Source records ::
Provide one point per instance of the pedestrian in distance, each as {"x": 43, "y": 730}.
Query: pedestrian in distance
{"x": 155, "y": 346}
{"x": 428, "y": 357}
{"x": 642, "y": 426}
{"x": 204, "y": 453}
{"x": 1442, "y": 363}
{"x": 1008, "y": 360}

DIRECTIONS ::
Put every line of the items above into a Markdown table with two columns, No. for the row number and Line for the line itself. Leave out blank lines.

FULL ANSWER ::
| No. | Line |
|---|---|
| 1 | Provide one point per instance of the pedestrian in distance, each as {"x": 43, "y": 730}. |
| 2 | Query: pedestrian in distance |
| 3 | {"x": 155, "y": 346} |
| 4 | {"x": 428, "y": 357} |
| 5 | {"x": 642, "y": 426} |
| 6 | {"x": 204, "y": 453} |
| 7 | {"x": 1442, "y": 363} |
| 8 | {"x": 1008, "y": 360} |